The CEO of the bond giant PIMCO, which has $1.3 trillion in assets under management, quoted Fed Chairman Ben Bernanke when saying, “We are living in unusually uncertain times.”

“I am going to start with Europe, but not talk about it specifically,” he said. “Rather, I am going to use Europe as a prism through which to view the world and our industry.”

He then posed three hypotheses. The first is that Germany’s outlook cannot be divorced from Europe or the world in general and vice versa, “they are incredibly interlinked.” The second is that progress on the crisis is undermined by a lack of common analysis and vision. The third is that, as a result, we are in a world of “third- or fourth-best [solutions], as opposed to first.”

He then turned to five discussion points for the remainder of his presentation. 

  1. What lies at the heart of Europe’s trouble?
  2. How have policymakers responded?
  3. We must evaluate Germany as the “good house in a bad neighborhood.”
  4. What are the global parallels to the European crisis?  
  5. What are the implications for how we should invest?

El-Erian addressed the first point by noting that Europe, with the exception of Germany, has essentially not grown in 12 years. While Germany has managed to stay ahead of the rest, the other countries are less competitive as a result of the “retrenchment” the euro zone is currently experiencing.

“They’ve accumulated debt in all the wrong areas; meaning in the weak euro zone areas as opposed to the strong,” he added. “They have too little growth, too little competitiveness, too much debt and debt that has been applied to the wrong areas.”

The policymakers’ response was to go from “denial to political and policy catch-up to the gradual emergence of a more holistic approach through four interrelated components.” The four components are: 

  • Getting the growth and austerity mix right (Europe is not yet there)
  • Protect the outer periphery countries as well as the inner core
  • Strengthen the core by “re-founding” Europe
  • Build a bridge to prosperity through the use of liquidity 

“Europe understands this list now, but the implementation of its components lags,” El-Erian said. “It went from stable to ‘bimodal’ with fat tails. What will Europe be in a year? There is a high probability there will be a re-founding of Europe using the West and East Germany as a model. There is a lower probability it will fragment. If that happens it will be a total mess for Europe and the world. But it will tip one way or another and either way will be bumpy.”

* [STORED DATA]:
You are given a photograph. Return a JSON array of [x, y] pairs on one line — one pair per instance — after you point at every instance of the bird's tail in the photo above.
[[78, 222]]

* [PROBLEM SET]:
- 1) Answer these from the text on the PIMCO CEO's talk, one per line:
(a) How much in assets does PIMCO have under management?
(b) For how many years has Europe, apart from Germany, essentially not grown?
(c) In the third discussion point, what phrase describes Germany?
- 2) In the text on the PIMCO CEO's talk, swap "discussion points" for "talking points" in the passage that begins at the words "He then posed" and stops after "the European crisis?".

* [EXPECTED ANSWERS]:
- 1)
(a) $1.3 trillion
(b) 12 years
(c) The "good house in a bad neighborhood"

- 2)
He then posed three hypotheses. The first is that Germany’s outlook cannot be divorced from Europe or the world in general and vice versa, “they are incredibly interlinked.” The second is that progress on the crisis is undermined by a lack of common analysis and vision. The third is that, as a result, we are in a world of “third- or fourth-best [solutions], as opposed to first.”

He then turned to five talking points for the remainder of his presentation. 

  1. What lies at the heart of Europe’s trouble?
  2. How have policymakers responded?
  3. We must evaluate Germany as the “good house in a bad neighborhood.”
  4. What are the global parallels to the European crisis?